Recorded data

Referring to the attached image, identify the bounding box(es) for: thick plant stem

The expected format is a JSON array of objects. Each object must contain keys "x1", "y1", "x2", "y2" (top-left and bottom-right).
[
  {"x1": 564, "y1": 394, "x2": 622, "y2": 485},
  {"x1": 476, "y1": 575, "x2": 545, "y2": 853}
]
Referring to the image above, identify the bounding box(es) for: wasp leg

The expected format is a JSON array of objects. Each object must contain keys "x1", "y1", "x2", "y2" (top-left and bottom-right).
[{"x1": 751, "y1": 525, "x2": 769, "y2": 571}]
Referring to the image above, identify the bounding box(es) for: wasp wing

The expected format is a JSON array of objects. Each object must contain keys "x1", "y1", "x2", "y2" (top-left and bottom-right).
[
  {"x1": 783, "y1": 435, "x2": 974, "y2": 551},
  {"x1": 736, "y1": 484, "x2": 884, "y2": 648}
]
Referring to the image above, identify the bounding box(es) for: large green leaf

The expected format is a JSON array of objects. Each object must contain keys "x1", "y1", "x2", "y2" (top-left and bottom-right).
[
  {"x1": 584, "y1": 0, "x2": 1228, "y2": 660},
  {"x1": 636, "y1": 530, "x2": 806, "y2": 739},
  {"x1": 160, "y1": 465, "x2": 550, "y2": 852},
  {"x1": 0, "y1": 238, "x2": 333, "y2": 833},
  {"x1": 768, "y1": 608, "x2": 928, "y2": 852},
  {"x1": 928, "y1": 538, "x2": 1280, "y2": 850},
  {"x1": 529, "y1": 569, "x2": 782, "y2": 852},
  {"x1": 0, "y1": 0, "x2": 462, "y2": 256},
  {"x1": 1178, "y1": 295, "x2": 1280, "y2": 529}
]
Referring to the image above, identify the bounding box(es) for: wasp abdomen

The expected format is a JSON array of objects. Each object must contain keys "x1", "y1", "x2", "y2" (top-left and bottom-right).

Task directions. Tally how many lines of the rows contain the word "above" and reply with that number alone.

Full answer. 4